(Etiketlenmiş noktaların kayıtları)
_ _ _ _ _

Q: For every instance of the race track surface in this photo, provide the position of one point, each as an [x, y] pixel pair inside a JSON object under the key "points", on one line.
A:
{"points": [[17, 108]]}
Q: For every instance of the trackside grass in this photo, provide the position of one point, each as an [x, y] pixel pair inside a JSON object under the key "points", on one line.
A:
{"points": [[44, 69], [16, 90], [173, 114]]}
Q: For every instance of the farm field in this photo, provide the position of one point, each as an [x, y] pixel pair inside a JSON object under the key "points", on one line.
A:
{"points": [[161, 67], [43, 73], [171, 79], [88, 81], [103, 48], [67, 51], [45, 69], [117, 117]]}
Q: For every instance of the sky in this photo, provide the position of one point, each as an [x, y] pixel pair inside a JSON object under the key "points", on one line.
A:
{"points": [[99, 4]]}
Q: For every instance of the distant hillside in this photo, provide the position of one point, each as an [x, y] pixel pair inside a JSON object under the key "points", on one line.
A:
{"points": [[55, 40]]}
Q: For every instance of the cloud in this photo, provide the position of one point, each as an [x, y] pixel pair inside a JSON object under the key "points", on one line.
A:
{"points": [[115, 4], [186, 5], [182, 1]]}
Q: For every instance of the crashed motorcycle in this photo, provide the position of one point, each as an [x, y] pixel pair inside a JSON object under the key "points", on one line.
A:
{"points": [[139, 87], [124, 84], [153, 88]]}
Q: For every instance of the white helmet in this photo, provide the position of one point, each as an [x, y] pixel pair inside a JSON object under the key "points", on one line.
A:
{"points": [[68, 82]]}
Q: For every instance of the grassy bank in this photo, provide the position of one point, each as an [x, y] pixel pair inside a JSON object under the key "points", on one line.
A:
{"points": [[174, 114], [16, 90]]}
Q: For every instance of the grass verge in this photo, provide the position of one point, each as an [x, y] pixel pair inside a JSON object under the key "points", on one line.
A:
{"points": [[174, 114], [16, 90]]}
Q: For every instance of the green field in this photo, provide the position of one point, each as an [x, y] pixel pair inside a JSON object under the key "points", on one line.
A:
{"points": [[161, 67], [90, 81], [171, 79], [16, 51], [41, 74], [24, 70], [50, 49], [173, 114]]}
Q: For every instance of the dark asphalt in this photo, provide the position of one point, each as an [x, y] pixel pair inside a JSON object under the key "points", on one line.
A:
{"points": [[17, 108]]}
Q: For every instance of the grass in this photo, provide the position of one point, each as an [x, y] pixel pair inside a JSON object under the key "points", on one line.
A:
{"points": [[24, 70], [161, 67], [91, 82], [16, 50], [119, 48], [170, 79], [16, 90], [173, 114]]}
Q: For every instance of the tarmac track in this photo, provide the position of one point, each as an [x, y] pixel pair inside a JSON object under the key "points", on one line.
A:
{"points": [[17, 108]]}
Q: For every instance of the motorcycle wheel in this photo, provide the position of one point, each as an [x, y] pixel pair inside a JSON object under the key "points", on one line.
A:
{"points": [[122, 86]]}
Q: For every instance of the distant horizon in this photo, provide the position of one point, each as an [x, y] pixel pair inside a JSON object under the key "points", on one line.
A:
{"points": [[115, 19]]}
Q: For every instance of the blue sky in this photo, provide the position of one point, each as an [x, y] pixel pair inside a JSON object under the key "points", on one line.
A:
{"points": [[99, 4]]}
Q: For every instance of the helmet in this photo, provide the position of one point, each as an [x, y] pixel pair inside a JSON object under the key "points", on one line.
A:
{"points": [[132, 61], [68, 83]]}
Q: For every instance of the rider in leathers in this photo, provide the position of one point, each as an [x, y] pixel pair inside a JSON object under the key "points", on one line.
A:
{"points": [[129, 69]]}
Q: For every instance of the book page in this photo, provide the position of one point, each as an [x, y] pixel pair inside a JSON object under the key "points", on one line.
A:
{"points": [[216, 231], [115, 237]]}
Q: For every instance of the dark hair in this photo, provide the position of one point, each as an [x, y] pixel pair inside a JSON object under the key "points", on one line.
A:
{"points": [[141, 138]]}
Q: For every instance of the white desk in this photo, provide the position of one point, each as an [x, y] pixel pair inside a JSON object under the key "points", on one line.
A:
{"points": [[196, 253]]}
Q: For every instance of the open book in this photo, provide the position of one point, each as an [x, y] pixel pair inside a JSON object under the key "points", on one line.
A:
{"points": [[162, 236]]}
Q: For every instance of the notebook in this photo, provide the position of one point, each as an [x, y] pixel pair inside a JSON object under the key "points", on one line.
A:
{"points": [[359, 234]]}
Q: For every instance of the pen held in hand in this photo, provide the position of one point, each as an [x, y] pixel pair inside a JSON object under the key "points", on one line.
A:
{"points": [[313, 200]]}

_ _ _ _ _

** Yapılacak iş **
Yukarıdaki dökümün bütün satırlarını, boş satırları atlayarak numaralı bir liste hâlinde yazın.

** Sonuç **
1. Q: For every instance of the race track surface in this photo, provide the position of one point, each as an [x, y] pixel pair inside a JSON object under the key "points", on one line.
2. A:
3. {"points": [[17, 108]]}
4. Q: For every instance of the trackside grass in this photo, provide the position of one point, each as an [x, y] pixel pair inside a JSON object under the key "points", on one line.
5. A:
6. {"points": [[44, 69], [16, 90], [173, 114]]}
7. Q: For every instance of the farm field in this photo, provide the position of one point, each as an [x, y] pixel pair inside a JSON object under the key "points", on one line.
8. A:
9. {"points": [[161, 67], [43, 73], [171, 79], [88, 81], [103, 48], [67, 51], [45, 69], [117, 117]]}
10. Q: For every instance of the sky in this photo, provide the position of one point, each as an [x, y] pixel pair inside a JSON object under the key "points", on one line.
11. A:
12. {"points": [[99, 4]]}
13. Q: For every instance of the distant hillside in this photo, provide the position of one point, each as an [x, y] pixel pair inside a JSON object under the key "points", on one line.
14. A:
15. {"points": [[55, 40]]}
16. Q: For every instance of the cloud in this photo, provide the position of one point, each as an [x, y] pixel pair inside a JSON object under the key "points", on one line.
17. A:
18. {"points": [[115, 4], [186, 5], [182, 1]]}
19. Q: For every instance of the crashed motorcycle in this photo, provide the position of one point, each as an [x, y] pixel pair inside a JSON object under the key "points", on one line.
20. A:
21. {"points": [[139, 87], [124, 84], [153, 88]]}
22. Q: For every instance of the white helmet in this photo, provide the position of one point, each as an [x, y] pixel pair inside a JSON object under the key "points", on one line.
23. A:
24. {"points": [[68, 82]]}
25. Q: For every instance of the grassy bank in this photo, provide the position of one point, each as an [x, y] pixel pair inside a JSON object under the key "points", on one line.
26. A:
27. {"points": [[174, 114], [16, 90]]}
28. Q: For every instance of the grass verge in this photo, provide the position of one point, each as an [x, y] pixel pair inside a JSON object under the key "points", on one line.
29. A:
30. {"points": [[174, 114], [16, 90]]}
31. Q: For every instance of the green field in this photo, provide the position of one point, each as an [x, y] pixel pair inside a JSON object under the key "points", on one line.
32. A:
33. {"points": [[161, 67], [90, 81], [171, 79], [16, 51], [41, 74], [24, 70], [50, 49], [173, 114]]}
34. Q: For every instance of the dark asphalt in this photo, provide the position of one point, each as an [x, y] pixel pair inside a JSON object under the key "points", on one line.
35. A:
36. {"points": [[17, 108]]}
37. Q: For every instance of the grass in this photo, provide the position of one point, each as an [x, y] pixel pair inside a JSON object under the key "points", on one line.
38. A:
39. {"points": [[24, 70], [161, 67], [91, 82], [16, 50], [119, 48], [170, 79], [16, 90], [173, 114]]}
40. Q: For every instance of the tarmac track in this photo, provide the position of one point, each as an [x, y] pixel pair inside a JSON object under the key "points", on one line.
41. A:
42. {"points": [[17, 108]]}
43. Q: For every instance of the motorcycle wheel in this photo, provide the position of one point, each as an [x, y] pixel pair inside a JSON object under the key "points", on one line.
44. A:
45. {"points": [[122, 86]]}
46. Q: For every instance of the distant horizon in this photo, provide the position of one point, each as an [x, y] pixel pair inside a JSON object under the key "points", on one line.
47. A:
48. {"points": [[115, 19]]}
49. Q: For every instance of the blue sky in this photo, provide the position of one point, each as an [x, y] pixel pair inside a JSON object under the key "points", on one line.
50. A:
51. {"points": [[99, 4]]}
52. Q: For every instance of the helmet in this photo, provide the position of one point, each as an [x, y] pixel pair inside a JSON object under the key "points", on one line.
53. A:
54. {"points": [[132, 61], [68, 83]]}
55. Q: For every instance of the rider in leathers in this photo, provide the position of one point, each as an [x, y] pixel pair inside a JSON object under the key "points", on one line.
56. A:
57. {"points": [[129, 69]]}
58. Q: For every instance of the book page in this photo, provide the position of one point, each as an [x, y] pixel pair inside a JSON object under the key "points", on one line.
59. A:
60. {"points": [[216, 231], [115, 237]]}
61. Q: For every instance of the dark hair in this photo, provide the position of one point, each as an [x, y] pixel pair inside a JSON object under the key "points", on one line.
62. A:
63. {"points": [[141, 138]]}
64. Q: For every instance of the white desk in this photo, provide the position of one point, each as an [x, y] pixel pair inside a JSON object under the key "points", on one line.
65. A:
66. {"points": [[196, 253]]}
67. Q: For every instance of the open book in this photo, provide the position of one point, each as an [x, y] pixel pair inside a JSON object under the key "points", on one line.
68. A:
69. {"points": [[162, 236]]}
70. Q: For every instance of the notebook in this photo, provide the position of one point, each as an [x, y] pixel pair inside a JSON object under the key "points", on one line.
71. A:
72. {"points": [[359, 234]]}
73. Q: For every instance of the pen held in hand in this photo, provide the position of one point, each as an [x, y] pixel pair inside a JSON object under the key "points", on one line.
74. A:
75. {"points": [[313, 200]]}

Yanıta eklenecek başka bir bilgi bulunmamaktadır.